>>>>

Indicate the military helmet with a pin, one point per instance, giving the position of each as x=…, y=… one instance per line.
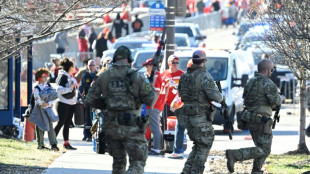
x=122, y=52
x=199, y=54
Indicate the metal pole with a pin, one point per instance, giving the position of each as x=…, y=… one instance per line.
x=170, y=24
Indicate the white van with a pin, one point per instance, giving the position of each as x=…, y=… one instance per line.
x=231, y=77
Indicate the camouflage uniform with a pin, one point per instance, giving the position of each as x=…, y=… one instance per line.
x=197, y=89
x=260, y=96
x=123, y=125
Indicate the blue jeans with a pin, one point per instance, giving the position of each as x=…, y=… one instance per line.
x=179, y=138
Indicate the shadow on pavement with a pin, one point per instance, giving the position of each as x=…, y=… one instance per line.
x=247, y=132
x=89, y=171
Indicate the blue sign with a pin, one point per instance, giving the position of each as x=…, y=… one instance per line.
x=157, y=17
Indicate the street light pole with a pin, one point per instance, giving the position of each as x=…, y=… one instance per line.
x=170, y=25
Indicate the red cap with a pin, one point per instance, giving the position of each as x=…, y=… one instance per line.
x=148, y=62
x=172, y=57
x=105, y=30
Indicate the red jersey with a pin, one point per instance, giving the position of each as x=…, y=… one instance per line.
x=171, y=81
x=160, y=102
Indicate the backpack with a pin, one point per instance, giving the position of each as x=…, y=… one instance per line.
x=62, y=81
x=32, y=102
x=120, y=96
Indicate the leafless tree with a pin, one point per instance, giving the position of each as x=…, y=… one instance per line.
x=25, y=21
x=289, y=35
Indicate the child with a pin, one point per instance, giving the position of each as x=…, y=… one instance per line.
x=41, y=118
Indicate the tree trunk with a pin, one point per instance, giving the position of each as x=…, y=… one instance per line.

<<<<

*TASK TO COMPLETE*. The answer must be the full listing, word for word, with no images in it.

*PROBLEM SOLUTION*.
Indicate the military helmet with a pin, one point per instance, giving the position of each as x=…, y=… one instance per line.
x=122, y=52
x=199, y=54
Indicate the metal pole with a pin, one point per instance, giving the position of each as x=…, y=… one instance per line.
x=170, y=24
Indicate the white van with a pin, one point per instance, giving the position of each as x=…, y=… one instance per line.
x=231, y=77
Indicate the camouflage uniform with a pin, one point per instance, giving the position of each as x=…, y=… one instance per line.
x=197, y=89
x=260, y=96
x=123, y=125
Indicate the blue jeans with a pin, one point per instance, giving the position of each as x=…, y=… one instance per line.
x=179, y=138
Indicate the shadow on pavement with a pin, one point per instance, giving the position of each as x=…, y=… one instance per line.
x=247, y=132
x=89, y=171
Indicate the blue sign with a pin, one point per instance, giving the position of each as x=…, y=… one instance per line.
x=157, y=17
Indicate the street light pole with a pin, one point per instance, giving the position of each as x=…, y=… one instance per line.
x=170, y=25
Indicate the red cap with a pin, one point per instance, giving the position of each as x=…, y=… one instance per line.
x=148, y=62
x=172, y=57
x=105, y=30
Indicate the red jersey with a pin, one point per instance, giving the position of each as x=…, y=… one instance per line.
x=171, y=81
x=160, y=102
Indicate the backpack with a pin, one point per instance, giving the position of each as x=…, y=… one instance per line.
x=62, y=81
x=32, y=102
x=120, y=96
Indicate the leafless tree with a pin, one point per instance, giving the position of each as x=…, y=… one instance per line.
x=25, y=21
x=289, y=35
Indicate the child with a pin, one point per instance, giving the position of each as x=…, y=… one instance per line.
x=41, y=118
Indicate the tree trunk with a pin, one point per instance, giving the position of each as x=…, y=… one instance per line.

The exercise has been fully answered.